• Records held in a dataset:

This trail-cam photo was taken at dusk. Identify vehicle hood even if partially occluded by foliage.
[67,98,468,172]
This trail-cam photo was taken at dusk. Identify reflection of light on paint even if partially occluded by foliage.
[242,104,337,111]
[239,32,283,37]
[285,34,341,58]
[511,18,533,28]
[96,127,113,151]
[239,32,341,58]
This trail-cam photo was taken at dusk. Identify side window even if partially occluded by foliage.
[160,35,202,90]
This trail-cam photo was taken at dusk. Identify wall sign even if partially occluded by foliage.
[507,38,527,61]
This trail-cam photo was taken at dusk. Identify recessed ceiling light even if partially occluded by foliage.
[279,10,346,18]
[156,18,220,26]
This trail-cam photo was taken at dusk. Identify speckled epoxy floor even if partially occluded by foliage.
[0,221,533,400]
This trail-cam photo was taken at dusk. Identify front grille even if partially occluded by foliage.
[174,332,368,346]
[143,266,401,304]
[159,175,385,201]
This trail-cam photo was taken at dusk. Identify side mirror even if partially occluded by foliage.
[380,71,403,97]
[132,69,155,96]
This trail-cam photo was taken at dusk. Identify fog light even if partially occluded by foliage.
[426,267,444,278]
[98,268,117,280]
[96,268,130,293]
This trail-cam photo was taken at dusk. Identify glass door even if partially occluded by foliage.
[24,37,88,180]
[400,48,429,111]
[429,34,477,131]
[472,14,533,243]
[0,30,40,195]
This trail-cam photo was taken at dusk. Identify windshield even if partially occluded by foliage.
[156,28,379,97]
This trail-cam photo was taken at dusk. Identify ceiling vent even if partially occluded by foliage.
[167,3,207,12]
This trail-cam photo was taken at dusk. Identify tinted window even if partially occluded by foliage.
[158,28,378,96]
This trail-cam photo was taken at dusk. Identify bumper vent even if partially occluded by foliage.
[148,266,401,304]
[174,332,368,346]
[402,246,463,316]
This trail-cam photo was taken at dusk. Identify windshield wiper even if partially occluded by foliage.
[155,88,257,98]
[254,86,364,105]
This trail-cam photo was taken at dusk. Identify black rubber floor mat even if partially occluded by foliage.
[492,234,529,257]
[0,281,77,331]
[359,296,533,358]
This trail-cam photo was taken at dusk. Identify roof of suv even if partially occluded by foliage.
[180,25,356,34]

==

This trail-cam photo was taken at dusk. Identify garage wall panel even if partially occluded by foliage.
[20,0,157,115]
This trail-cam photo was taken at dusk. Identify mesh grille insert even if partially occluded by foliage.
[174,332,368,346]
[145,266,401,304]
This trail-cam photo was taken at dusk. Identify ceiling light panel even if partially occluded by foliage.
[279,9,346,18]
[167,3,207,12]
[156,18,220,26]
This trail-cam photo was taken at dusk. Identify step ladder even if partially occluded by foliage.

• Aim:
Please copy word for word the lines of the listing, starting with the line that contains "This trail-cam photo was taken at dusk. Identify ceiling light" and continuing through the line that contains "This trail-cam photo was taken at dusk. Identify step", including both.

• Finished answer:
This trail-cam photo was taken at dusk. Identify ceiling light panel even if partially occluded by foliage.
[279,9,346,18]
[167,3,207,12]
[156,18,220,26]
This trail-cam photo was taken at dusk. Identify step ladder even if partially occluded by foliage.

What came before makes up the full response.